→ WRITTEN TASK
Return every line of the material below that contains the word "wearing".

→ DATA FOR PROCESSING

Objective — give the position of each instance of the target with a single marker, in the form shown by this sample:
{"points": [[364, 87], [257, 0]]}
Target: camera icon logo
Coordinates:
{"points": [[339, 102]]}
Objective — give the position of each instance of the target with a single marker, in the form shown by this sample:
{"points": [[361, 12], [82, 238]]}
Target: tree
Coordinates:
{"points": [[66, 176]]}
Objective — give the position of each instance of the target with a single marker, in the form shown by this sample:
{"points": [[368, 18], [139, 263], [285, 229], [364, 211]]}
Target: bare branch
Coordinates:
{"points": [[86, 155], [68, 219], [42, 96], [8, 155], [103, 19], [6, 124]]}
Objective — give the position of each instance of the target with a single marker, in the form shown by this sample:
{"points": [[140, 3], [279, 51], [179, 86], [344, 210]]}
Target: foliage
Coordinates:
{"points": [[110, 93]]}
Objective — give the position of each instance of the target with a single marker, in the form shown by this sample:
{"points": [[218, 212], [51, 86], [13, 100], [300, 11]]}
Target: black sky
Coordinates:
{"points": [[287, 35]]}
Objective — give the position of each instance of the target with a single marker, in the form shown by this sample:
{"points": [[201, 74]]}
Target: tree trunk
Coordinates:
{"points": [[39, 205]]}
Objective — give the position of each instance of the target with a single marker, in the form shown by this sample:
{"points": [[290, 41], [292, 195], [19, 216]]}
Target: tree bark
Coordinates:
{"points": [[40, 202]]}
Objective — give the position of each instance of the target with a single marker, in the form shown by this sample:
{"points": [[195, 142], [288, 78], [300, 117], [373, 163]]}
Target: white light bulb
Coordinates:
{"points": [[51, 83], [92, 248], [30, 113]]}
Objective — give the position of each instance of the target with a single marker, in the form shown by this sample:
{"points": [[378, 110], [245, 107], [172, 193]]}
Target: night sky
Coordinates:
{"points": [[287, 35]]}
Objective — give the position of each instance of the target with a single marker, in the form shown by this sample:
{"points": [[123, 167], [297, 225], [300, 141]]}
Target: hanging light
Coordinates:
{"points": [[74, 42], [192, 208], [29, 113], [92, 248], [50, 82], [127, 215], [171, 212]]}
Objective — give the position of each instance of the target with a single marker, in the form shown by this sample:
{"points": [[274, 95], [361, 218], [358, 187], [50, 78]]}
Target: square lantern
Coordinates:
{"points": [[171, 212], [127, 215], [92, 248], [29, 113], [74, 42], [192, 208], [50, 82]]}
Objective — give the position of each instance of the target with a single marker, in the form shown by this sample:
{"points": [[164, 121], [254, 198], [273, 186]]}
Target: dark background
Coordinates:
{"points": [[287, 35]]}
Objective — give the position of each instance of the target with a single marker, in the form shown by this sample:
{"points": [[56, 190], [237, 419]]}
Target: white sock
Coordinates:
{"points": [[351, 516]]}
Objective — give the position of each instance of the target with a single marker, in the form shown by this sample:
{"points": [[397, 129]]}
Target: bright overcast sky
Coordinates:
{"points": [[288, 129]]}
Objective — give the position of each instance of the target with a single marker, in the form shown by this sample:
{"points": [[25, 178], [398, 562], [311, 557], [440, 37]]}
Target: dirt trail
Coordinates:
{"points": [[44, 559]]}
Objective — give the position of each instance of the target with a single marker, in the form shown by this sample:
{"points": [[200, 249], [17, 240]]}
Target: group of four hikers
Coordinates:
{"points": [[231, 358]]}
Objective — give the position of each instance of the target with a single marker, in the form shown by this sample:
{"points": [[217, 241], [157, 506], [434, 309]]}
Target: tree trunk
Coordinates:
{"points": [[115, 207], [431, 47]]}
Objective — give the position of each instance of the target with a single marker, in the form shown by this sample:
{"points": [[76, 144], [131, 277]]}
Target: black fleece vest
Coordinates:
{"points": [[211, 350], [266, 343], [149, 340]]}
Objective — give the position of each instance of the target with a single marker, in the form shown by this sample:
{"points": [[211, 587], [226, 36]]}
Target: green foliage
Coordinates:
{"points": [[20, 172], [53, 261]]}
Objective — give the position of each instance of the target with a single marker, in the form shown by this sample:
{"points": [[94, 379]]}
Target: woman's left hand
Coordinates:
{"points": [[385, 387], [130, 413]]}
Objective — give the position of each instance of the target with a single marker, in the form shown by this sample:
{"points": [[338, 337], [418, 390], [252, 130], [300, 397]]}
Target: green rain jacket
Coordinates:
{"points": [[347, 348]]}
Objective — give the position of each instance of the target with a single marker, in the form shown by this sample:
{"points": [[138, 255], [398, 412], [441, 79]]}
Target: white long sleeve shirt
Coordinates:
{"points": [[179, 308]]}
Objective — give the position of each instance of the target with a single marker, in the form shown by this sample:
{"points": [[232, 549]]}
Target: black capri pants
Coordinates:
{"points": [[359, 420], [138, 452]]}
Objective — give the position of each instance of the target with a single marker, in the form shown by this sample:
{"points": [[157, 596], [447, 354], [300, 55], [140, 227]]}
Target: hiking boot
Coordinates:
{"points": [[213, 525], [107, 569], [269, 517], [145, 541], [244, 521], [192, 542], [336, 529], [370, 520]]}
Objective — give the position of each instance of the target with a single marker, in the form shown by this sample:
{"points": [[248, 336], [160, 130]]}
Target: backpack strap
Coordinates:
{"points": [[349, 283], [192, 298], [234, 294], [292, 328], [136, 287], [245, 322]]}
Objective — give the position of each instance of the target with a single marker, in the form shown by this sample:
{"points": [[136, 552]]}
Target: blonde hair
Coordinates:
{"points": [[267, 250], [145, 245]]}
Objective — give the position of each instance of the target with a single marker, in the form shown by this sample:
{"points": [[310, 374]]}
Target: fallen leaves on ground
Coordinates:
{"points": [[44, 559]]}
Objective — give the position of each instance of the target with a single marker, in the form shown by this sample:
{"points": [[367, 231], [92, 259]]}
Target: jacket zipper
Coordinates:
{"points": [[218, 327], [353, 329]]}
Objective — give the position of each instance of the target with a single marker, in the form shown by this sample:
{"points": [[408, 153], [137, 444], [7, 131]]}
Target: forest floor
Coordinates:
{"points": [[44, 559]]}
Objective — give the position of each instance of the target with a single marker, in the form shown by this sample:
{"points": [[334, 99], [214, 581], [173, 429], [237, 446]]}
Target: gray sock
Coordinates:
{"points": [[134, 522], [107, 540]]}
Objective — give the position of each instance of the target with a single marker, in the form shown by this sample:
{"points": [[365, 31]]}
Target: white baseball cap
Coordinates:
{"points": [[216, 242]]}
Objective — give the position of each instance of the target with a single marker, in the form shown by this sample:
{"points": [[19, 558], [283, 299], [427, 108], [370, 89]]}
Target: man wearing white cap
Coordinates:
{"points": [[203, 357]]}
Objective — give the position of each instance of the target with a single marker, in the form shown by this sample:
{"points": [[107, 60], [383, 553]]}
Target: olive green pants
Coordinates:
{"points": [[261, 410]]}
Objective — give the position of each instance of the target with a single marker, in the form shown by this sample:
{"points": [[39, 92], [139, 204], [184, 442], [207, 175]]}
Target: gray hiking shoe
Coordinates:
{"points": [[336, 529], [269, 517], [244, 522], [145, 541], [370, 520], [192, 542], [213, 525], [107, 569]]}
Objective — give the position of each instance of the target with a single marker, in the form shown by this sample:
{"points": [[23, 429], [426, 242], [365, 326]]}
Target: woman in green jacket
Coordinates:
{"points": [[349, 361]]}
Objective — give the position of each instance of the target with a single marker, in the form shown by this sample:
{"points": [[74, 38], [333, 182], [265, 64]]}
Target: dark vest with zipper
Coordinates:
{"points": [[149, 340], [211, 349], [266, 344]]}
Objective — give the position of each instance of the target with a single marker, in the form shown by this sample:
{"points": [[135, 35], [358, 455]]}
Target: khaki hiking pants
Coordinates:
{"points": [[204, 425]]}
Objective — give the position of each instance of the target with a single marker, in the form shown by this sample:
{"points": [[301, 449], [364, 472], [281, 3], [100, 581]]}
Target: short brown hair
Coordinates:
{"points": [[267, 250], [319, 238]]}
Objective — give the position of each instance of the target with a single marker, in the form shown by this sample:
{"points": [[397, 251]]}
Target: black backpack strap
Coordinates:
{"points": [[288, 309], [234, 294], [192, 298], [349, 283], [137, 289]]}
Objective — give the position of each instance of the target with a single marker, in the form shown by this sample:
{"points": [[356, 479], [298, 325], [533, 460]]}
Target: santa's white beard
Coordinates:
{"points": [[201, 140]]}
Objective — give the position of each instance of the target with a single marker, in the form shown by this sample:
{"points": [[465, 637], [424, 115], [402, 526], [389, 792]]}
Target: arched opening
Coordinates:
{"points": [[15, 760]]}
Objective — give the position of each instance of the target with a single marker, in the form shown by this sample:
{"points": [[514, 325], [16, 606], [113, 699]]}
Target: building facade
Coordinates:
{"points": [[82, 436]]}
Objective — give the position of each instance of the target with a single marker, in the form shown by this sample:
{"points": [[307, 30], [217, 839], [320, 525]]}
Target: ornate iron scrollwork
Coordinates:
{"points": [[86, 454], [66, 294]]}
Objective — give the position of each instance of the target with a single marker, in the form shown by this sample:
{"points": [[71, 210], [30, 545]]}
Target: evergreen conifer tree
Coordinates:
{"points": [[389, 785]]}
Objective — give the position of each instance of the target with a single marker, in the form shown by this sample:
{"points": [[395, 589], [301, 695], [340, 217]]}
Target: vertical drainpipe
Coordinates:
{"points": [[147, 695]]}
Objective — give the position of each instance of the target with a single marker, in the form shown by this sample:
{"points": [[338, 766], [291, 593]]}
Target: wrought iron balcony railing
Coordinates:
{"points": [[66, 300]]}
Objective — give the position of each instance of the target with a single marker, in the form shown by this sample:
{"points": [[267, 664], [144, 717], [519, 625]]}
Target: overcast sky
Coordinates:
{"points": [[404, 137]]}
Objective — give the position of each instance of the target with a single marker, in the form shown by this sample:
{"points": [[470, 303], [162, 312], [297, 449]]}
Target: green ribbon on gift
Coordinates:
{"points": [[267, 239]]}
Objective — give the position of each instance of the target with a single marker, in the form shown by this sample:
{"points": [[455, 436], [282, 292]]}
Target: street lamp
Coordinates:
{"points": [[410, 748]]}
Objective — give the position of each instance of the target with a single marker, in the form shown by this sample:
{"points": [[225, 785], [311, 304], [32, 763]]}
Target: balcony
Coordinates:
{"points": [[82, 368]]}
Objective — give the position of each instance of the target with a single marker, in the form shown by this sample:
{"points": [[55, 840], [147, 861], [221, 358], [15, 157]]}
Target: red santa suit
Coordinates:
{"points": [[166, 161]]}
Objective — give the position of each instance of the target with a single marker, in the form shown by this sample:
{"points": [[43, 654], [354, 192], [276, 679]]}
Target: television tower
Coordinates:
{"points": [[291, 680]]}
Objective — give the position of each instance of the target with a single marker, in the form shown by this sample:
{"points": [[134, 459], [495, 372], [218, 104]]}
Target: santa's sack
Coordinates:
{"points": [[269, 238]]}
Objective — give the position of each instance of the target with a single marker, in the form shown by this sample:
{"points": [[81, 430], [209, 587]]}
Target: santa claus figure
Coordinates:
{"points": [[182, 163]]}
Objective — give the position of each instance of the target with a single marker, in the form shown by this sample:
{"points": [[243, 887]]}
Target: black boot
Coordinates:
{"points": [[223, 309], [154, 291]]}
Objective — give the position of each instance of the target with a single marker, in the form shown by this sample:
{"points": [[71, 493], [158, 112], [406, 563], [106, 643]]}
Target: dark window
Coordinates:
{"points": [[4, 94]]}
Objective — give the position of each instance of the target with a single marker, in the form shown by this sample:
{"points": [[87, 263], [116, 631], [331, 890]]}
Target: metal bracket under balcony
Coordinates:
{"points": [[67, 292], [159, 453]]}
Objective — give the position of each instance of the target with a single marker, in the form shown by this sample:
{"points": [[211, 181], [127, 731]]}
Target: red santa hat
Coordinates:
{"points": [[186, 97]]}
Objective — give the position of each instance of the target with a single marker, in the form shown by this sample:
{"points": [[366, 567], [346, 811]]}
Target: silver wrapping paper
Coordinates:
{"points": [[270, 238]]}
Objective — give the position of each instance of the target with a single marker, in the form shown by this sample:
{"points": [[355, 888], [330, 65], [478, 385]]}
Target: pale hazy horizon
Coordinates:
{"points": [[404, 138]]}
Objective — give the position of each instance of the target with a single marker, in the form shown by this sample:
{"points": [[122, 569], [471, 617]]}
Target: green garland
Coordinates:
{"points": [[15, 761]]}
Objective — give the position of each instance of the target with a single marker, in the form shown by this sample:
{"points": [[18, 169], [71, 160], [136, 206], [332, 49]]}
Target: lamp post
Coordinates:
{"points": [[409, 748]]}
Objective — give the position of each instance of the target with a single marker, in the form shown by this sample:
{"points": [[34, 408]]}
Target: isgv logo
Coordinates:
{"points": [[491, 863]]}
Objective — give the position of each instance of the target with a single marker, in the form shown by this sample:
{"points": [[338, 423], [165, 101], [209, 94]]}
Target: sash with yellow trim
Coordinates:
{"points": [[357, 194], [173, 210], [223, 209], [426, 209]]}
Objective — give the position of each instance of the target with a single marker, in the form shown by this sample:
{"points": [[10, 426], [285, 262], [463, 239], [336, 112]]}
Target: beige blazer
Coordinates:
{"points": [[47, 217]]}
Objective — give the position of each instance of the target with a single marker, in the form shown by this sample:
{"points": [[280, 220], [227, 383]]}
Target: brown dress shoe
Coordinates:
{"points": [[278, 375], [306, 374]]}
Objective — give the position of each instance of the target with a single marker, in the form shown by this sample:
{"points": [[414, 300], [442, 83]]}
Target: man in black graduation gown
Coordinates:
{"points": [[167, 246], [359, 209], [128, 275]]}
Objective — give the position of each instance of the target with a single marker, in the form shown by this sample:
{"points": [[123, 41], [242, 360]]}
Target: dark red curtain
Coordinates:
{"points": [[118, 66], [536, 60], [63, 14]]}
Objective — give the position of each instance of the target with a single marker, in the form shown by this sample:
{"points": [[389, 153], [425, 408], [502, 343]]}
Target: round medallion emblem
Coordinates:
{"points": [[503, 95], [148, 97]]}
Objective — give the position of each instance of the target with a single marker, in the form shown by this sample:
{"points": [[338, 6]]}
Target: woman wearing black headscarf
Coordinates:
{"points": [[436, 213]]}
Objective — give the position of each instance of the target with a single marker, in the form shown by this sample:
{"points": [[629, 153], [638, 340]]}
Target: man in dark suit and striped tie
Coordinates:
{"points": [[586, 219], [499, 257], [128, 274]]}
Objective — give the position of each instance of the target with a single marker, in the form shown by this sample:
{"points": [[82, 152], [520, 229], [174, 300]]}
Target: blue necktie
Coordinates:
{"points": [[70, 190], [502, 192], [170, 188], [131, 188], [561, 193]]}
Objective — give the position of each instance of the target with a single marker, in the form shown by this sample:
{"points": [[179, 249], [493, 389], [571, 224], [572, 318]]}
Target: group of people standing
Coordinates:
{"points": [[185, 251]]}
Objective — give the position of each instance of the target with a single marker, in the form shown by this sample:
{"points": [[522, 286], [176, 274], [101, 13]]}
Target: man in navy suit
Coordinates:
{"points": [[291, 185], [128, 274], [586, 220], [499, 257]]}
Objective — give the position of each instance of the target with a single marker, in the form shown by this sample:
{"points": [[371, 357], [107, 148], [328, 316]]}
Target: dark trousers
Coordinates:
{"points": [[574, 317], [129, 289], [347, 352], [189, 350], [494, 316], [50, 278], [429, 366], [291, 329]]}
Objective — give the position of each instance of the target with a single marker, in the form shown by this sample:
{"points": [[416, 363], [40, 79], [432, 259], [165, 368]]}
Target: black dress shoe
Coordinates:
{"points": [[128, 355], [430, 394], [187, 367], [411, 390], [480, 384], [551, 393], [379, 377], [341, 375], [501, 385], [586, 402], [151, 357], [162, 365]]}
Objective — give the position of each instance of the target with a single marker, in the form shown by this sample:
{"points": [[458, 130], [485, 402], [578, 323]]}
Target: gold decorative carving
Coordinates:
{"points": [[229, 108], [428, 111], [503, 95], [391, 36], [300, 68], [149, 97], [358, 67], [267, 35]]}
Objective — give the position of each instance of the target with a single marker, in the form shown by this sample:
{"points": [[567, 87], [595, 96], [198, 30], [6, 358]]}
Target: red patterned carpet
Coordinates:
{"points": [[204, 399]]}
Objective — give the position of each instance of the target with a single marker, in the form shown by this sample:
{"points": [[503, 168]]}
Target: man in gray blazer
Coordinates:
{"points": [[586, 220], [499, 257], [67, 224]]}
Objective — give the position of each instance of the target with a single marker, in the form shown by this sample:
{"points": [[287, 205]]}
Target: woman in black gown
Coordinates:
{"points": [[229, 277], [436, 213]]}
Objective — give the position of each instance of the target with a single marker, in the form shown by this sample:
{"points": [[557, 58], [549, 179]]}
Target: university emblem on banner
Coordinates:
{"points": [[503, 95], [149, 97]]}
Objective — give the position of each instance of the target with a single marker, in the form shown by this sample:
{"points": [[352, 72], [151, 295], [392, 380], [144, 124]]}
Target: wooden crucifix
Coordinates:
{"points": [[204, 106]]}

→ OUTPUT OF THE TASK
Target: man wearing white cap
Target: woman wearing black headscarf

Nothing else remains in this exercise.